→ **Testo da leggere**:
--------

“Buongiorno a tutti, mi chiamo Tina e sono la mamma di un ragazzo con sindrome di Down. Non ho paura di pronunciare questa parola, e sono felice di essere qui a raccontare la mia storia…”.
Tina non ha paura; neppure di dimostrare ai suoi concittadini che è possibile riprendersi con orgoglio il maltolto per fare del bene là dove è stato seminato per anni il male. Ha messo su una cioccolateria sociale, “Dulcis in Fundo”, in un immobile confiscato alla camorra, proprio quella del suo paese, Casal di Principe, e vi fa lavorare ragazzi disabili; combatte ogni giorno la sua battaglia per dare una possibilità a persone che vivono spesso nascoste e prive di prospettive, e offre piccoli assaggi di felicità prodotti dove un tempo c’era solo prevaricazione.
“Io sono Roberto, e mi occupo di quelli che per tanti sono gli “scarti”… Con i minori entrati nel circuito penale, che per parte della società vanno abbandonati, produciamo bellissimi oggetti da materiali riciclati…”

--------

→ **Dati forniti**:

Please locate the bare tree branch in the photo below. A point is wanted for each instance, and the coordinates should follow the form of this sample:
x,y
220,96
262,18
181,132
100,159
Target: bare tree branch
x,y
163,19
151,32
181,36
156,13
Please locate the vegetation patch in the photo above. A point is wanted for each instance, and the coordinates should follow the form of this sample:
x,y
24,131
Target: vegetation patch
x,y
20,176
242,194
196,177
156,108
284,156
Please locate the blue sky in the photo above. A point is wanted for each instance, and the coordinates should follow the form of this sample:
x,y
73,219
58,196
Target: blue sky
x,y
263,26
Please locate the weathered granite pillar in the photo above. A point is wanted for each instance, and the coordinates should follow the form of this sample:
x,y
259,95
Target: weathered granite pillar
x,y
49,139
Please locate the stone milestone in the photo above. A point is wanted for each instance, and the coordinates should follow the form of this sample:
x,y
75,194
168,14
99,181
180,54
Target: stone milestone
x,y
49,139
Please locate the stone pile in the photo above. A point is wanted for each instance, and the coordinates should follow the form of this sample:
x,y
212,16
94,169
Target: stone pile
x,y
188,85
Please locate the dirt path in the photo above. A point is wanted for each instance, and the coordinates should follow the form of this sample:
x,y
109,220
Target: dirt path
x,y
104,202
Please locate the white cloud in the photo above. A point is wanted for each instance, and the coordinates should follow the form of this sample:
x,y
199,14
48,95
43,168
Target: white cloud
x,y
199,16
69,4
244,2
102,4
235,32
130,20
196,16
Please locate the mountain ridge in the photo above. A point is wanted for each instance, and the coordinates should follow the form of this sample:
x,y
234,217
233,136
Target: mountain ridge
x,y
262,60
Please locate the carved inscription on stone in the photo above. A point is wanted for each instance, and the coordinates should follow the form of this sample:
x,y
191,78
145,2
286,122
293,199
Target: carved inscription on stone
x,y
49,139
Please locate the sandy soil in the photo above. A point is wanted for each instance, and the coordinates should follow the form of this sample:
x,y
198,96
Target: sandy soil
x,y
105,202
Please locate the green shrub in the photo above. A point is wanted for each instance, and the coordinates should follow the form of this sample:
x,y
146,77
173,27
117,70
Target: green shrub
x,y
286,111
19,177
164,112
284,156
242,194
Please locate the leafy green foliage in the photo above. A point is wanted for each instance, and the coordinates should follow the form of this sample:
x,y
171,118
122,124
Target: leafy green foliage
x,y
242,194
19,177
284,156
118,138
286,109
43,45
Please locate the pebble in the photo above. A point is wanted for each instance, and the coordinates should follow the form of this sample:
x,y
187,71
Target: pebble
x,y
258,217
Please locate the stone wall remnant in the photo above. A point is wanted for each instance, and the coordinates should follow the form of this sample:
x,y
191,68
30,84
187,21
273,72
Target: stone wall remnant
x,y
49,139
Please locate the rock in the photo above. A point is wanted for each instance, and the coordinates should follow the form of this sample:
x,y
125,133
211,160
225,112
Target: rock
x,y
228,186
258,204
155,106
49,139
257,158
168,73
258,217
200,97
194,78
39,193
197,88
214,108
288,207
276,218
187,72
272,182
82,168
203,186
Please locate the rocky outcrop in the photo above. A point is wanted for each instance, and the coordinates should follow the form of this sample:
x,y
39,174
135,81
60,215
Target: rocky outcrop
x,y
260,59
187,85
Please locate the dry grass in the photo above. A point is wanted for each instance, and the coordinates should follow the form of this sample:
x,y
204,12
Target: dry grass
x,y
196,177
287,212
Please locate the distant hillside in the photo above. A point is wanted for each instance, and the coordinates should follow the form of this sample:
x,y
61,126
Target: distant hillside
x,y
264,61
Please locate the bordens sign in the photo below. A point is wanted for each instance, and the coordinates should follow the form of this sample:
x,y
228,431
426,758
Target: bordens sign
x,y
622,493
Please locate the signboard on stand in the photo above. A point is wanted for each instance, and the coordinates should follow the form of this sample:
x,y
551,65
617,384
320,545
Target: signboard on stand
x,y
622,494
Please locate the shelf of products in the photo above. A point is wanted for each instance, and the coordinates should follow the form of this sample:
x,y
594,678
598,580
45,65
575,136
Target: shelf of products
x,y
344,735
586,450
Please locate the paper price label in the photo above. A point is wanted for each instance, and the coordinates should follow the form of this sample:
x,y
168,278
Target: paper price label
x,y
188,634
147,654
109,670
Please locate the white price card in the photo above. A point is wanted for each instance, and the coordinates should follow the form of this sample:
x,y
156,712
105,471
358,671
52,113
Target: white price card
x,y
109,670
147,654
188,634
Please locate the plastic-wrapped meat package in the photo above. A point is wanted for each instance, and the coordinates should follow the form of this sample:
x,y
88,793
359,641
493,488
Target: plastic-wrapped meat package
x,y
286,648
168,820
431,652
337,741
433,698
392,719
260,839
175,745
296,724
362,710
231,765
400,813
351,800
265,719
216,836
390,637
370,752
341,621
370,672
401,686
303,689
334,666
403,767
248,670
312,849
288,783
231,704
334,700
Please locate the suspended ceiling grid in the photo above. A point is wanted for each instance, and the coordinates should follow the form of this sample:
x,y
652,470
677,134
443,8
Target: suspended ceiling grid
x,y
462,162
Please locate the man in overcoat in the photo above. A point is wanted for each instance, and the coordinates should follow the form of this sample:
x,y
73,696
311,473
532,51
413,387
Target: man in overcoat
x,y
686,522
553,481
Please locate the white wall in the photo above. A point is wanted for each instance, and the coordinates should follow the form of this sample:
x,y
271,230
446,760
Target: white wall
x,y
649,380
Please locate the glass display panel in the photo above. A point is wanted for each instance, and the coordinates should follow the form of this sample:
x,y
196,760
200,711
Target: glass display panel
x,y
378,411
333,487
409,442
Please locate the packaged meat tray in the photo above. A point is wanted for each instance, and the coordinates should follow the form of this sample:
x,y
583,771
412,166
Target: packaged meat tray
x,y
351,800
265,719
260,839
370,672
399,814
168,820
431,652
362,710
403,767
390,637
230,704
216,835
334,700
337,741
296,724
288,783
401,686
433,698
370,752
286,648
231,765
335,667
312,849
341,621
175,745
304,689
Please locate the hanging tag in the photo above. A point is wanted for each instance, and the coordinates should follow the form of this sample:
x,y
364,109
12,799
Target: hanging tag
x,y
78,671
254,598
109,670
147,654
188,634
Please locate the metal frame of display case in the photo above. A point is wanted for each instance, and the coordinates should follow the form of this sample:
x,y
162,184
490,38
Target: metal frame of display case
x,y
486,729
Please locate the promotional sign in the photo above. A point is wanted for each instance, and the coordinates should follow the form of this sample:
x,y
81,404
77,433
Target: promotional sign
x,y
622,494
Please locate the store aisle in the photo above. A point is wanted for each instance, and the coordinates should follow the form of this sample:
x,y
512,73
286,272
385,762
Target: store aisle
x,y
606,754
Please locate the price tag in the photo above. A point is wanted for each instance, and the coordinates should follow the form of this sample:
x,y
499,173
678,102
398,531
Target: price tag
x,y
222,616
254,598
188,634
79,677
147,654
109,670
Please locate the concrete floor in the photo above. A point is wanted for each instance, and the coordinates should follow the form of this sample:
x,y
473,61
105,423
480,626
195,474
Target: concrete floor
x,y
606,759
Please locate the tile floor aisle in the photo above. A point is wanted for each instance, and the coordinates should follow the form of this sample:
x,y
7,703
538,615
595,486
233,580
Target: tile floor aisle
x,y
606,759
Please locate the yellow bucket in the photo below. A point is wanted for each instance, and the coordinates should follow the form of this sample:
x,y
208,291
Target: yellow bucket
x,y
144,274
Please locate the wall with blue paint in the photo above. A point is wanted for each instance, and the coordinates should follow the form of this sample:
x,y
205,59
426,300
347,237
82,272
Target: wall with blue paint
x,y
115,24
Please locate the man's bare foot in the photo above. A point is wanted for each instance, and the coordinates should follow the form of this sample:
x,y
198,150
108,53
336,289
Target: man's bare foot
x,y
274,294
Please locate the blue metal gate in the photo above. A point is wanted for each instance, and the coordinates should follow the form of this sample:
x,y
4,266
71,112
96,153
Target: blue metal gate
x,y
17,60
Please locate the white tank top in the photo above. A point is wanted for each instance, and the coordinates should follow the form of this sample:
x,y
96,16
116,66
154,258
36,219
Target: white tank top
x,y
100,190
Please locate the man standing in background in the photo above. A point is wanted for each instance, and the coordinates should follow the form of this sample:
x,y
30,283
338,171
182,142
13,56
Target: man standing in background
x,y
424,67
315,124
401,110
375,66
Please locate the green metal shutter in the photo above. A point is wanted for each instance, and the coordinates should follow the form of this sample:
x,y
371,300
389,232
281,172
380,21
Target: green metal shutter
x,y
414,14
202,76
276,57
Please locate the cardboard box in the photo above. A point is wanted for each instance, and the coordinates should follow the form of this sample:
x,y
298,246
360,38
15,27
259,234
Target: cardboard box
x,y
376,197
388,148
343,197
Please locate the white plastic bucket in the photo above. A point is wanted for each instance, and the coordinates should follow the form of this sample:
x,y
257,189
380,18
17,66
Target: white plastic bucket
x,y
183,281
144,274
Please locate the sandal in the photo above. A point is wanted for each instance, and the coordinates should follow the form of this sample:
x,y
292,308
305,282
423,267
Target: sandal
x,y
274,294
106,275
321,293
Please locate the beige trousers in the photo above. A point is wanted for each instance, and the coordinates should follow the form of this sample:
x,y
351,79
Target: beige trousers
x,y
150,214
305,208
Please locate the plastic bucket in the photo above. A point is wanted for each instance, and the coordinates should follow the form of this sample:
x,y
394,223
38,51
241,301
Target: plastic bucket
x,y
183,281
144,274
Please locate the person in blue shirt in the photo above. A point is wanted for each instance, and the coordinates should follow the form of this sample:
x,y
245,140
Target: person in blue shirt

--------

→ **Consegna**: Riscrivi per intero il testo da leggere, parola per parola, senza cambiare nulla.

→ **Esercizio svolto**:
“Buongiorno a tutti, mi chiamo Tina e sono la mamma di un ragazzo con sindrome di Down. Non ho paura di pronunciare questa parola, e sono felice di essere qui a raccontare la mia storia…”.
Tina non ha paura; neppure di dimostrare ai suoi concittadini che è possibile riprendersi con orgoglio il maltolto per fare del bene là dove è stato seminato per anni il male. Ha messo su una cioccolateria sociale, “Dulcis in Fundo”, in un immobile confiscato alla camorra, proprio quella del suo paese, Casal di Principe, e vi fa lavorare ragazzi disabili; combatte ogni giorno la sua battaglia per dare una possibilità a persone che vivono spesso nascoste e prive di prospettive, e offre piccoli assaggi di felicità prodotti dove un tempo c’era solo prevaricazione.
“Io sono Roberto, e mi occupo di quelli che per tanti sono gli “scarti”… Con i minori entrati nel circuito penale, che per parte della società vanno abbandonati, produciamo bellissimi oggetti da materiali riciclati…”